WRITTEN TASK: Pick out every line of the listing below that contains the word "trousers", and copy each one.

Point labeling data based on photos:
--

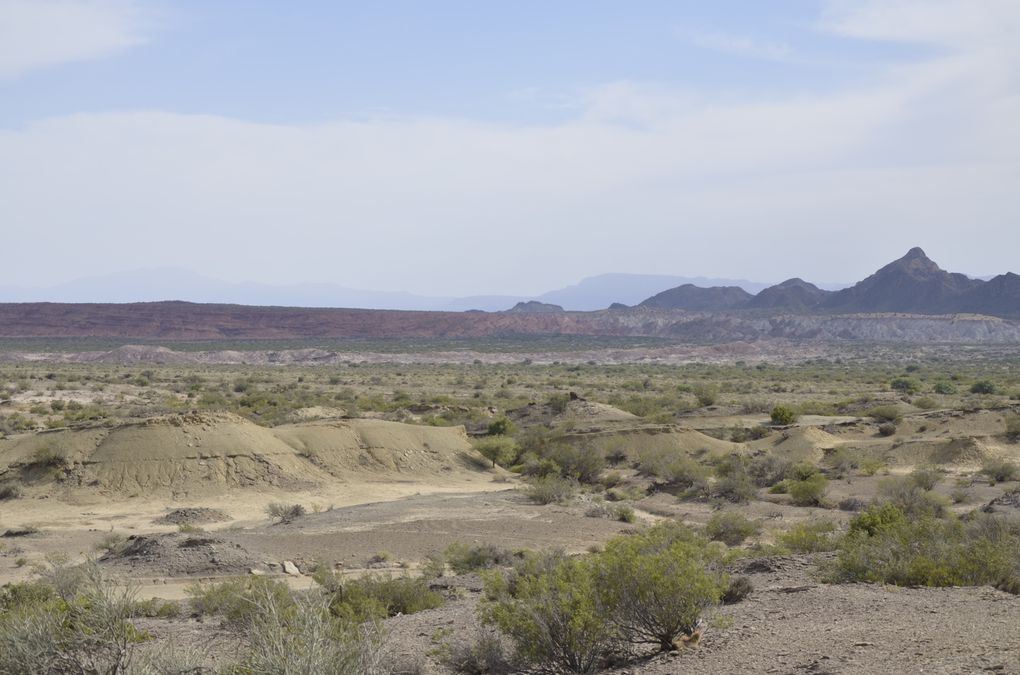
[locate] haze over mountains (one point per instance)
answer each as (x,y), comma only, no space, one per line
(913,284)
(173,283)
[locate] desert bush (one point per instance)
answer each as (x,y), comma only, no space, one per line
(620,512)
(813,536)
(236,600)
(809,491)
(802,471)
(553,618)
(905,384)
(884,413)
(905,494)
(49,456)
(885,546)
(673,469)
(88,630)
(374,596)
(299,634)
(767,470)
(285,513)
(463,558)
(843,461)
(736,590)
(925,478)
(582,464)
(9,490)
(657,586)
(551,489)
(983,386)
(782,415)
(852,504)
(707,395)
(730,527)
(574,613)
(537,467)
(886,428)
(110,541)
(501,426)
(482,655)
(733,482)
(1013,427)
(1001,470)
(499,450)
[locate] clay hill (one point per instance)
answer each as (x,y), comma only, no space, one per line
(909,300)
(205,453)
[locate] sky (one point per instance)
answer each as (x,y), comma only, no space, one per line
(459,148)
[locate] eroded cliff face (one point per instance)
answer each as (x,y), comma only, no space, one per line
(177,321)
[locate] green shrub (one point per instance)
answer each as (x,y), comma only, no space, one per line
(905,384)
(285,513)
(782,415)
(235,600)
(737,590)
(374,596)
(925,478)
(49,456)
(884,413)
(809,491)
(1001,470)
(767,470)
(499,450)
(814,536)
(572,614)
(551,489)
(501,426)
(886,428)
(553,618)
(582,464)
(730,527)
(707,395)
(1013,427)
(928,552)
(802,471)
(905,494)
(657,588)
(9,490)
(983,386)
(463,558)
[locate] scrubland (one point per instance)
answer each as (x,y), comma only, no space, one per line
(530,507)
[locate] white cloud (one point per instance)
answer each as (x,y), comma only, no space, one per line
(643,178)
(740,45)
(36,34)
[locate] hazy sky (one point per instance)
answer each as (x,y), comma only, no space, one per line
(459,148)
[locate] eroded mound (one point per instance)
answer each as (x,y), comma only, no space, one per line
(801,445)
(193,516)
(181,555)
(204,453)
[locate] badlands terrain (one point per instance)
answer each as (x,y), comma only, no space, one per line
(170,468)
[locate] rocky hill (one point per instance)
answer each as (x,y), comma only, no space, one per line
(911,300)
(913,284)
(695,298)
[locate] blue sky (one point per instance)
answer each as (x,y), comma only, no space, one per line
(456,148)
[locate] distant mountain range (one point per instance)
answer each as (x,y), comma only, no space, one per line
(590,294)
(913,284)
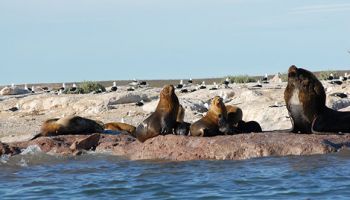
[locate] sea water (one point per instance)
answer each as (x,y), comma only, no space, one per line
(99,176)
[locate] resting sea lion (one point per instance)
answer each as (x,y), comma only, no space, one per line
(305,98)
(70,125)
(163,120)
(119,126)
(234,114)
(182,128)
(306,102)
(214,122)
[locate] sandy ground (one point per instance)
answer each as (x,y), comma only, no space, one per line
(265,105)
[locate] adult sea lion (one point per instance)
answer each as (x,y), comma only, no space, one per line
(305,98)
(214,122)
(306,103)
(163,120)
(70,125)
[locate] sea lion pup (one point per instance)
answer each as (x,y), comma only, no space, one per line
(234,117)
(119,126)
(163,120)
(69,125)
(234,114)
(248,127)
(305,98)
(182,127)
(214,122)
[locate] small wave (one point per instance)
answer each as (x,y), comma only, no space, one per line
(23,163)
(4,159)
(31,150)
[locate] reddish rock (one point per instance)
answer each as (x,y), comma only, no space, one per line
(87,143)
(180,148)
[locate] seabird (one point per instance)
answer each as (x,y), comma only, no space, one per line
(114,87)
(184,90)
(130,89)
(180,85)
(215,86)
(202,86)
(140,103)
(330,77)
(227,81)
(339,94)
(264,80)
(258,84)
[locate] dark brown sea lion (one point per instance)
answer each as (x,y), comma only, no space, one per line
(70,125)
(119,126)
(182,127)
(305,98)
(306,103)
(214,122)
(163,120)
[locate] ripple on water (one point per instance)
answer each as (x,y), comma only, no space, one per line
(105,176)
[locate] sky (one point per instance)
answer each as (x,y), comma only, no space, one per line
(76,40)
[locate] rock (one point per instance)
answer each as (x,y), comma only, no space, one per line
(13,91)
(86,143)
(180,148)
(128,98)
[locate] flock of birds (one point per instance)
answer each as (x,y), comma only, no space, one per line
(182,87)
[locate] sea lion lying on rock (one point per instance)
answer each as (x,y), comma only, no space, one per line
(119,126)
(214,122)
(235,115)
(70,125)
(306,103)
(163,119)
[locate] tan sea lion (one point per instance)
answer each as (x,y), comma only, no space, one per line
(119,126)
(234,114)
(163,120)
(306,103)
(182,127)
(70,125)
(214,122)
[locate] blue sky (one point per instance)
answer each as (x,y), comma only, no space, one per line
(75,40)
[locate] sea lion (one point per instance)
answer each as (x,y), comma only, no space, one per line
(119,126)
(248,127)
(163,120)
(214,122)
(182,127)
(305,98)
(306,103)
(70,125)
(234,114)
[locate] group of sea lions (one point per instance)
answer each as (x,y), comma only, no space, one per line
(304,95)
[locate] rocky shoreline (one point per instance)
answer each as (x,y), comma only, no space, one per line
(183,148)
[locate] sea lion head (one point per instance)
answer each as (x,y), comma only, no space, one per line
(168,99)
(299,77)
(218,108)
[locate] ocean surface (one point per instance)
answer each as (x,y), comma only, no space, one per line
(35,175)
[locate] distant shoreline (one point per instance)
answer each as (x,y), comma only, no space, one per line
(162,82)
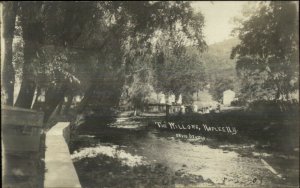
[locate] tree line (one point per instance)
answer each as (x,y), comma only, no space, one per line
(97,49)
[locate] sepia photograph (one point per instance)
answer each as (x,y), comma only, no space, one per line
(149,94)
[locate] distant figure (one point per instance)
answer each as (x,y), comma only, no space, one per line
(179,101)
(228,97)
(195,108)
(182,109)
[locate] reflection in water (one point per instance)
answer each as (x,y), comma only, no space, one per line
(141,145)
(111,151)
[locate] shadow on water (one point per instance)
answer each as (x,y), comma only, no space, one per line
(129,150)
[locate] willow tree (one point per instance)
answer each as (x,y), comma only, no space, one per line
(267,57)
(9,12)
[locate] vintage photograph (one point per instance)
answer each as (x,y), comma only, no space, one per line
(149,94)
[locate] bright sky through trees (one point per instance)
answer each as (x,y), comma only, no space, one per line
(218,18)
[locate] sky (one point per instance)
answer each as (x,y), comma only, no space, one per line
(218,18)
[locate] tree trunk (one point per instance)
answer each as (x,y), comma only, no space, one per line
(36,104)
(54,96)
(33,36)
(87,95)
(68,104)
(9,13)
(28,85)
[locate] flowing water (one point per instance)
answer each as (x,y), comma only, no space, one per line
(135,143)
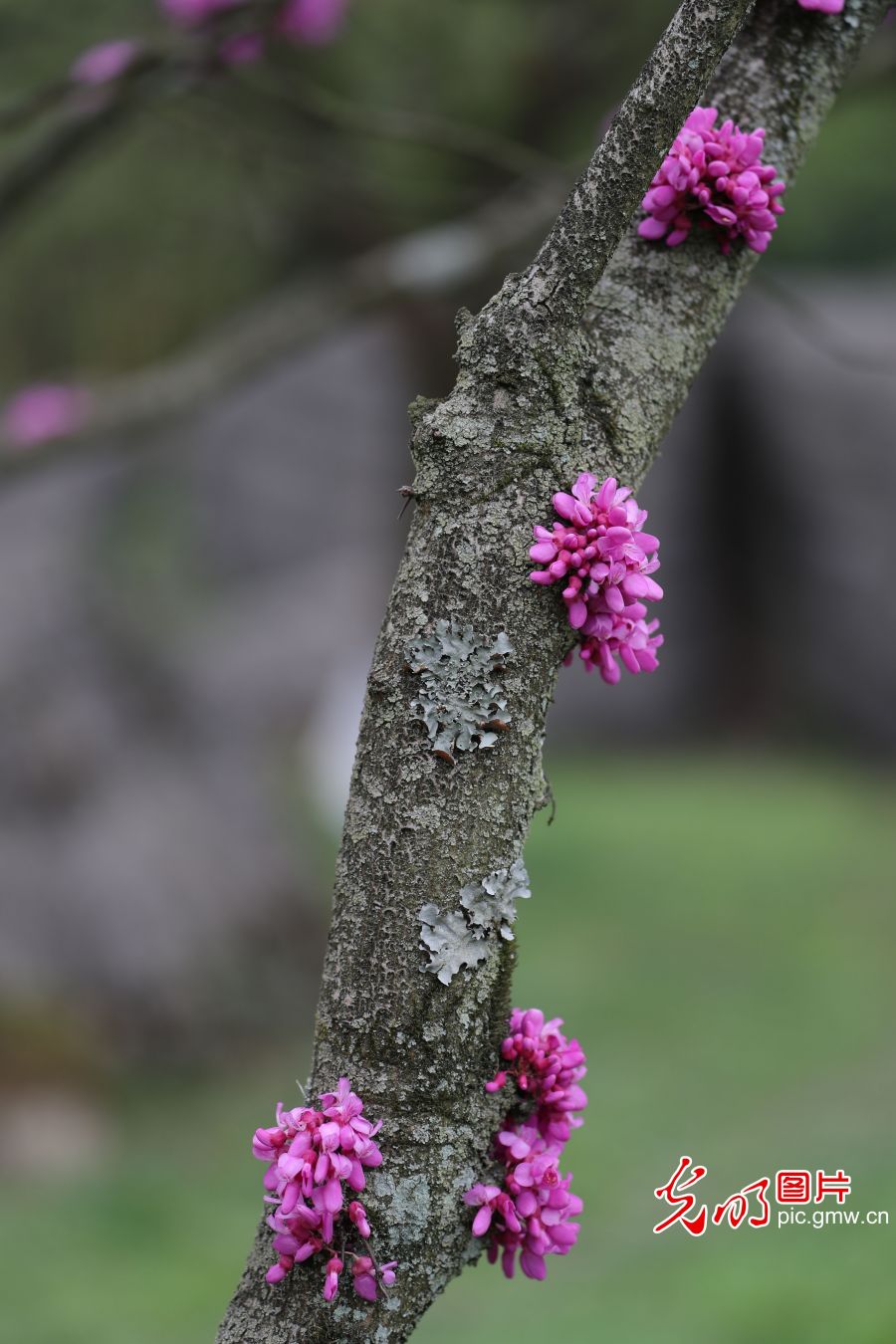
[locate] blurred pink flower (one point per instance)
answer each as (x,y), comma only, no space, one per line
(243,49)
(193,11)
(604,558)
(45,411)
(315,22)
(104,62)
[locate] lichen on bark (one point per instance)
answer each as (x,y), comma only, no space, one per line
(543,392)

--

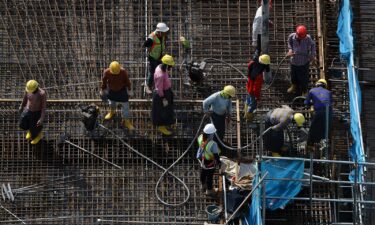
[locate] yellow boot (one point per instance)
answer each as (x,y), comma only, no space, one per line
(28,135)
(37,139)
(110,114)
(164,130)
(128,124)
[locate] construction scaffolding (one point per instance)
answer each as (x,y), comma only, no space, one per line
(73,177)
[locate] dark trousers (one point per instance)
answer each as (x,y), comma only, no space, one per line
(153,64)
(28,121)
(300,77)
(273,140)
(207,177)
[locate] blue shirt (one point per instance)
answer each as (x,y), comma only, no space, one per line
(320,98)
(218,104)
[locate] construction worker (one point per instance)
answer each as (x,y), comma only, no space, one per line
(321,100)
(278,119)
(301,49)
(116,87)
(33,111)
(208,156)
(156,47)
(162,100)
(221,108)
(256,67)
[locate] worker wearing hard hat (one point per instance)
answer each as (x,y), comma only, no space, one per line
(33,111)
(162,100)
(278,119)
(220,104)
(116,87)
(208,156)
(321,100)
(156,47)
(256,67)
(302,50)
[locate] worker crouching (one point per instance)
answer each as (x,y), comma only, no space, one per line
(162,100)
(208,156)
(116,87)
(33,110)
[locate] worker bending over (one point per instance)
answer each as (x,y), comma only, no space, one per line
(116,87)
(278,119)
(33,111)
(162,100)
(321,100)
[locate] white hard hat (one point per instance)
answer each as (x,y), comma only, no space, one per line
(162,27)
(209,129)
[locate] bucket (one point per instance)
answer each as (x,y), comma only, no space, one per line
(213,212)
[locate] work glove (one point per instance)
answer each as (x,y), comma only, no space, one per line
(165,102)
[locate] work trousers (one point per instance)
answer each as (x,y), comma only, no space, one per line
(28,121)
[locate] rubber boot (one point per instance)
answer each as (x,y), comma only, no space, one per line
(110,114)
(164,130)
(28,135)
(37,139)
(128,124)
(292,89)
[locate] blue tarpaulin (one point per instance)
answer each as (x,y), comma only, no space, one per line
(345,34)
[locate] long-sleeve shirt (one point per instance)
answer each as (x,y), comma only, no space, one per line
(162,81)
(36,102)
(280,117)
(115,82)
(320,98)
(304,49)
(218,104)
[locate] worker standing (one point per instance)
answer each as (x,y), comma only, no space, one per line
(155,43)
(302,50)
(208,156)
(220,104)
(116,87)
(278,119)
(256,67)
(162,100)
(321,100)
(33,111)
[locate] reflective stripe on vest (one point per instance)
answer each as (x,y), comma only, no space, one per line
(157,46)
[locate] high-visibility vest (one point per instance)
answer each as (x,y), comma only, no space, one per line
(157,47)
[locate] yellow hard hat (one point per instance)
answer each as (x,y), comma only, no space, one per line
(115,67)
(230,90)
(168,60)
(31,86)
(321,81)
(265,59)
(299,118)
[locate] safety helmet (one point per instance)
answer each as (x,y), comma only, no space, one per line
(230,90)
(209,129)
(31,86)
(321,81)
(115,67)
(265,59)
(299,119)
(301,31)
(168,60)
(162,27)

--

CORRECT RESULT:
[locate] dark trousers (one point per instance)
[locate] work trousers (one point per instance)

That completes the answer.